Quoted passage:
⁂
City of Atwood v. Pianalto
301 Kan. 1008
| Kan. | 2015Background
- On Jan. 1, 2012, an Atwood police officer radar-checked Richard Pianalto at 28 mph on North Lake Road and stopped him believing the posted limit was 20 mph; the officer did not know a 20-mph sign at that location had been knocked down.
- During the stop the officer developed suspicion of intoxication, conducted sobriety testing, and a breath test showed a BAC of .148; Pianalto was charged with DUI and speeding.
- Pianalto moved to suppress, arguing the downed sign meant the statutory default 30-mph limit applied and 28 mph could not support reasonable suspicion for a speeding stop.
- The district court denied suppression, characterizing the officer’s error as a reasonable mistake of fact (he did not know the sign was down).
⁂
What you will do:
• A. Condense the case summary's paragraph beginning "On Jan. 1, 2012, an Atwood police officer" into one shorter sentence that keeps its main facts.
• B. Copy the case summary between "- During the" and "DUI and speeding.", inclusive, swapping "intoxication" for "impairment".
The listing isn't needed for this work.

Data block:
⁂
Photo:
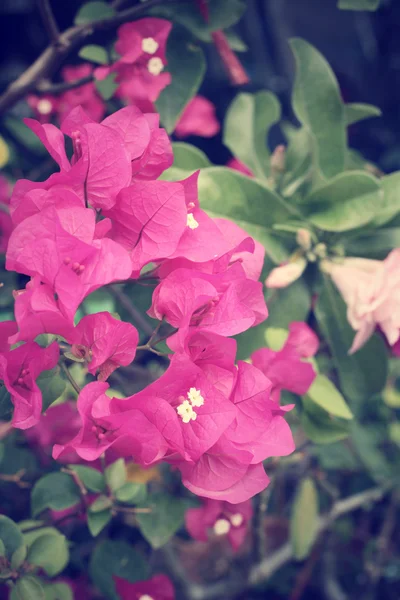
⁂
Answer list:
• A. On Jan. 1, 2012, an Atwood officer clocked Richard Pianalto at 28 mph on North Lake Road and stopped him, thinking the limit was 20 mph and unaware that the 20-mph sign there had been knocked down.

• B.
- During the stop the officer developed suspicion of impairment, conducted sobriety testing, and a breath test showed a BAC of .148; Pianalto was charged with DUI and speeding.